Provided passage Block Start

What comes next for a trans actor is always an open question
Throughout our conversation — which transpired over an hour-and-a-half at a coffee shop near Vox Media’s lower Manhattan offices in early February, back when Dispatches From Elsewhere was about to debut, before it was an Emmy hopeful, and before Covid-19 quarantines — Lindley frequently worries that she is saying too little and too much.
This is the first time she has ever been interviewed for a profile. All of the other interviews she’s done for the show have been alongside its other stars, and she feels at once the burden of being The Trans Actress but also a desire to not be so pigeonholed as to be written about as The Trans Actress.
“Suddenly, everyone’s asking me how I feel about things. I’m frankly very shocked that anyone gives a crap about how I feel or what I think,” she says. “But also nothing has happened yet. This show could tank, and I could go back to normal, and that would be great. I still had a really amazing summer [working on the show]. But it would also be really cool if it, like, did the other thing.” And she laughs.
But I like to believe Lindley’s fear that this chapter of her life is already over is unfounded. Dispatches wasn’t a huge hit, but it received solid critical notices, and it’s exactly the sort of thing that will become better known once it arrives on streaming platforms.
As our conversation winds down, I ask her what kinds of roles and characters she would like to play in the future, and she says she wants to do more stunts.
“I once had a dream ...” Lindley starts, before bursting into laughter. “A very vivid dream. I was flying in St. Louis. I just knew it was St. Louis in the dream. I was flying, but [in an arc that wasn’t] straight. There was a lot of getting somewhere and then being pulled back. I’ve always clung to that dream and been, like, ‘That’s me filming something in St. Louis where I’m like on a harness flying.’ I hope that I get to fly in St. Louis at some point.”
I hope she makes it to St. Louis. But it’s easy to see why she might be pessimistic. Even if Dispatches From Elsewhere results in a highly deserved Emmy nomination for her performance, she’s going to head back out into an audition field where she is put up for the same handful of parts afforded to trans actresses in hopes that she might be cast in one. (She has yet to land another since the show ended.)
Even if she’s awarded a part written for a cis actress, there will surely be a discussion after she’s cast as to whether the part should be rewritten to be explicitly trans. And there is every chance that Dispatches From Elsewhere will mark the sole time she ever gets to play a romantic lead, at least with a cis guy.
But there’s a way Dispatches From Elsewhere comes alive when Lindley is on-screen that makes me think her worries are misplaced. She has a star quality to her, even pulling apart a croissant at a coffeeshop in a too-big sweater. And I believe that star quality will make a lasting impression on the tiny fraction of the American population that watched the show when it was airing and with the larger number of viewers it will find when it inevitably hits Netflix.
But it’s not hard to achieve some sort of new career milestone and assume that it’s a peak, not a stepping stone. This is especially true for anybody in a creative field, where the next paycheck is never assured, and it’s true, I think, for those of us who also feel the hidden ghost of some other life waiting to suck us back down into its maw. I hope that in writing this, I didn’t reduce Lindley to The Trans Actress, but I also know how hard it is to escape that framing. If anyone can, it will be her.
“[My transness] is a part of me, but there are so many other parts,” Lindley says. “I feel like a lot of us are pretty desperate for people to see the other parts because the other parts are kind of more interesting or make us who we really are, as opposed to this genetic disposition.”

Provided passage Block End
Data supplied Block Start

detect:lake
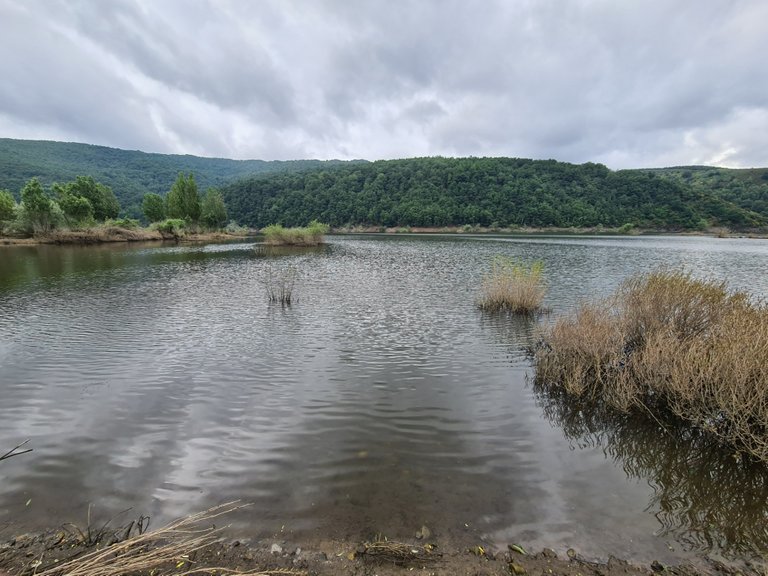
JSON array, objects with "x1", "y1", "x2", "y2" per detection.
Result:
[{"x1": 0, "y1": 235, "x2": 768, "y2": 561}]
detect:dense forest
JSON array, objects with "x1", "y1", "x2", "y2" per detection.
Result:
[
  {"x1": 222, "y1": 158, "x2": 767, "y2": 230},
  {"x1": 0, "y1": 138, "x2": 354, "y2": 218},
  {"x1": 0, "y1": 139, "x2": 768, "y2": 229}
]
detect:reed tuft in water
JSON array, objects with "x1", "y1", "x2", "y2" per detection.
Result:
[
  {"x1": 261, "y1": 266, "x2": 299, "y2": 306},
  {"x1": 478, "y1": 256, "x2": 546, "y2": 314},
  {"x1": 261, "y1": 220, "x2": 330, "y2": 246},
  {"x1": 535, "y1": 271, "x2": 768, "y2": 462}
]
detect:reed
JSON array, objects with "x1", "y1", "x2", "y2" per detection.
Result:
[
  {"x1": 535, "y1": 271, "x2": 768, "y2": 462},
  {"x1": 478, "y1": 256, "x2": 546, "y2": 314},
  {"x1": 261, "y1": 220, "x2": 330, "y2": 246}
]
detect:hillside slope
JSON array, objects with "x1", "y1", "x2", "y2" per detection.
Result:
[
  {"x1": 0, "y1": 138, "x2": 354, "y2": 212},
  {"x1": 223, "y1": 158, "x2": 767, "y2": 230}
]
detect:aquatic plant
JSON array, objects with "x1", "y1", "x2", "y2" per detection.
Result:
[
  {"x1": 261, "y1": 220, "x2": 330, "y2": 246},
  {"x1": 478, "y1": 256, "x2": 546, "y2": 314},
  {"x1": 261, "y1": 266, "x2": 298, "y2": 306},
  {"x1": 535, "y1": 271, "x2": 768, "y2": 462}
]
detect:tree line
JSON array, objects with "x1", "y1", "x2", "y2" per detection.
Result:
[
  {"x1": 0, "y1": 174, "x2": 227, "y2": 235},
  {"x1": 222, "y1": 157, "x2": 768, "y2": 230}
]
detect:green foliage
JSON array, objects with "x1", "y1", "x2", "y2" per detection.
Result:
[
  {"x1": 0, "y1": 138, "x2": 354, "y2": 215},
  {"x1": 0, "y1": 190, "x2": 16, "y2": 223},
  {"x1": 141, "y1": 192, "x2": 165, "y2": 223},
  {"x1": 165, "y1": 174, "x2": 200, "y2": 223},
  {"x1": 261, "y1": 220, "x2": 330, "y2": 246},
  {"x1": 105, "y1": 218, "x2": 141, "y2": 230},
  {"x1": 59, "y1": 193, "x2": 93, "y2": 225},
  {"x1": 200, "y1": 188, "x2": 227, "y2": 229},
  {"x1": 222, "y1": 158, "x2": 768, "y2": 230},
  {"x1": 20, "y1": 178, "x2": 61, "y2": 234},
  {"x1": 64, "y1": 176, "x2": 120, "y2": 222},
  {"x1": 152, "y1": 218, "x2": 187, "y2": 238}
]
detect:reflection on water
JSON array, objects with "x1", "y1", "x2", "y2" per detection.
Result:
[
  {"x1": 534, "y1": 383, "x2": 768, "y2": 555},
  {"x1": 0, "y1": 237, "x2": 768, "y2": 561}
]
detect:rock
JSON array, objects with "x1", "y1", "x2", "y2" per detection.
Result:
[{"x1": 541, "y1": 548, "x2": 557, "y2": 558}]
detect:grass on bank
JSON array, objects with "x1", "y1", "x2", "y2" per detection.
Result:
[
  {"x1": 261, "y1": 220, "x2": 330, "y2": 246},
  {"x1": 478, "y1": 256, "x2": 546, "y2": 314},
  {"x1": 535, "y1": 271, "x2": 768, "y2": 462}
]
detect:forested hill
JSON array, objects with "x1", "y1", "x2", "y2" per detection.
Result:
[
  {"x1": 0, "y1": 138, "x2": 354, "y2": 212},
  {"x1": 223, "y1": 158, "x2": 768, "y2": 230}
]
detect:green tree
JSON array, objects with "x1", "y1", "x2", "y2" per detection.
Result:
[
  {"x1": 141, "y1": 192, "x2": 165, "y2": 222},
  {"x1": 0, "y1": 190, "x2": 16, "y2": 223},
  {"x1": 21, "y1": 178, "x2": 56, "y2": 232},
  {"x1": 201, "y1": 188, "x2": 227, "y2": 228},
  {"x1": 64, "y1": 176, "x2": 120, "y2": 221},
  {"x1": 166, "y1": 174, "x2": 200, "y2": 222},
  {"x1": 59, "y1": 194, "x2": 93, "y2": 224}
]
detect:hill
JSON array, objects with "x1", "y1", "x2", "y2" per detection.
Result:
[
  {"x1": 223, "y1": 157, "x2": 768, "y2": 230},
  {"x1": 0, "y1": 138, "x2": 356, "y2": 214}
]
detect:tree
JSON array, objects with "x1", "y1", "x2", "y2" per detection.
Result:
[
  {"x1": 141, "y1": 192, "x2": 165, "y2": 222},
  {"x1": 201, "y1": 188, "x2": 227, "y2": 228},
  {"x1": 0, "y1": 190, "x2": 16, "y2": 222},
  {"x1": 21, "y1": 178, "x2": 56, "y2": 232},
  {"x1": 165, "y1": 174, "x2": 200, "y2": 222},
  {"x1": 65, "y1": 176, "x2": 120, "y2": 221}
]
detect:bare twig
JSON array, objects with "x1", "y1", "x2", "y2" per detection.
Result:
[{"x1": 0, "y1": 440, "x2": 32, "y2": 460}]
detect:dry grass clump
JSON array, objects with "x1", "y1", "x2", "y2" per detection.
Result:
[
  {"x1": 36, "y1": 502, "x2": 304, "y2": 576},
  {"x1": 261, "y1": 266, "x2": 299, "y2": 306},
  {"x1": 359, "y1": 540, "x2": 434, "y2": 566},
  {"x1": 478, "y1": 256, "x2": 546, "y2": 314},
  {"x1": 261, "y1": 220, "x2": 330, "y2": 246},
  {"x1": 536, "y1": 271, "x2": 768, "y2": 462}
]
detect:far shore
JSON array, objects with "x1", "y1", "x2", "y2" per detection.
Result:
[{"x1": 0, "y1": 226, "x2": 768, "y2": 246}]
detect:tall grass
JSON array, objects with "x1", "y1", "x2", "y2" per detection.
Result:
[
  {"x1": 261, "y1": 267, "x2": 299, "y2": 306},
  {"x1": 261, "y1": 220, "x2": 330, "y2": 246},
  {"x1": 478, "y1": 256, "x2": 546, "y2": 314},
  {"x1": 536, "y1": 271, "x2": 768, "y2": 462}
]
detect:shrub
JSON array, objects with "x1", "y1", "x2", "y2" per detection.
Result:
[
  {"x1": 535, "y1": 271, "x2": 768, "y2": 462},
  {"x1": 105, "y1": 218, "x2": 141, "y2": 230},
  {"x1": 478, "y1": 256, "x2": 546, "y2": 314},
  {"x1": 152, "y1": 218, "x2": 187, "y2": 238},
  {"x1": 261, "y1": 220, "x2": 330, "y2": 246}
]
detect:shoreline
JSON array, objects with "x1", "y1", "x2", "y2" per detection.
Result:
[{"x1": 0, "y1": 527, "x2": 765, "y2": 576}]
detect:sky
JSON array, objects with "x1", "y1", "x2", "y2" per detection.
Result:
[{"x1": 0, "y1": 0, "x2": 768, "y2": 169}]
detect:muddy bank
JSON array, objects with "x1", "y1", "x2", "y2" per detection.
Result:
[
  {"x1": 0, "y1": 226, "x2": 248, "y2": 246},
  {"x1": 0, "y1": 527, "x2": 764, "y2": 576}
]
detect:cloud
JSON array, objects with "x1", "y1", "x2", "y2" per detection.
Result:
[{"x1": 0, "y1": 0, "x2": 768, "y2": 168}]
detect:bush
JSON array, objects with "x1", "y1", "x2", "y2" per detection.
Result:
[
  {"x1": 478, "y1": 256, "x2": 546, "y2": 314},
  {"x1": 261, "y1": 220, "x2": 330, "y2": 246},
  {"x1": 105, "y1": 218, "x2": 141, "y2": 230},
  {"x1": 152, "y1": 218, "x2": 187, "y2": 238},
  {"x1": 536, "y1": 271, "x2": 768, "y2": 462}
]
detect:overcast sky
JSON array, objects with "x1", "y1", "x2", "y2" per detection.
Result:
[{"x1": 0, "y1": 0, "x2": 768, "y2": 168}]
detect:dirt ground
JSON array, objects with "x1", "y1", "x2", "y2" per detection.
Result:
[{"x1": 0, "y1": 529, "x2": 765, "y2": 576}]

Data supplied Block End

• _Your tasks_
- 1) According to the Lindley profile, where did the conversation with Lindley take place?
- 2) Copy the Lindley profile from "What comes next" up to and including "The Trans Actress.".
- 3) Why, according to the Lindley profile, is it easy to see why Lindley might be pessimistic?

• _Answers to the tasks_
- 1) It took place at a coffee shop near Vox Media's lower Manhattan offices.

- 2)
What comes next for a trans actor is always an open question
Throughout our conversation — which transpired over an hour-and-a-half at a coffee shop near Vox Media’s lower Manhattan offices in early February, back when Dispatches From Elsewhere was about to debut, before it was an Emmy hopeful, and before Covid-19 quarantines — Lindley frequently worries that she is saying too little and too much.
This is the first time she has ever been interviewed for a profile. All of the other interviews she’s done for the show have been alongside its other stars, and she feels at once the burden of being The Trans Actress but also a desire to not be so pigeonholed as to be written about as The Trans Actress.

- 3) Even if Dispatches From Elsewhere earns her an Emmy nomination, she will return to an audition field where she is put up for the same handful of parts available to trans actresses. She has not landed another part since the show ended.